* Excerpted text:
Phew, ok, things did go wrong! We ran into a couple of bugs recently introduced in Yarn and in Hive that took us a while to find work arounds. Jobs are again flowing through the cluster. However, jobs have been lagging behind since they haven’t been able to run all day. They should eventually catch up. For now, the cluster is back open for business, but I’d appreciate if no one ran any heavy jobs until tomorrow.
Also, it is still possible we may run into other issues we haven’t yet seen, so I can’t guarantee that I won’t have to restart things again.
Anyway, aside from those hiccups. CDH 5.4.0 is now installed, Hive 1.1 and Spark 1.3.0 are now available, weeeeee!
-Ao
On May 4, 2015, at 11:05, Andrew Otto aotto@wikimedia.org wrote:
Hi all, as a reminder, I will be doing this upgrade today. Within the next hour I will turn off the Hadoop cluster. Please do not attempt to use it again until I notify you again.
Thanks! -AO
On Apr 29, 2015, at 14:57, Robert West west@cs.stanford.edu wrote:
All good!

* Data provided:
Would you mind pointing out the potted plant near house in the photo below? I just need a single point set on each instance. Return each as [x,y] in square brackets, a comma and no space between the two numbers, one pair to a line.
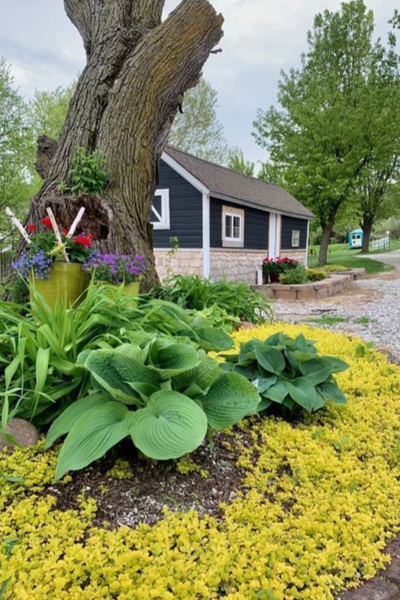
[273,267]
[116,271]
[52,263]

* What this task involves:
Write out the part of the cluster upgrade message from "Also, it is" to "notify you again.".

* Correct output:
Also, it is still possible we may run into other issues we haven’t yet seen, so I can’t guarantee that I won’t have to restart things again.
Anyway, aside from those hiccups. CDH 5.4.0 is now installed, Hive 1.1 and Spark 1.3.0 are now available, weeeeee!
-Ao
On May 4, 2015, at 11:05, Andrew Otto aotto@wikimedia.org wrote:
Hi all, as a reminder, I will be doing this upgrade today. Within the next hour I will turn off the Hadoop cluster. Please do not attempt to use it again until I notify you again.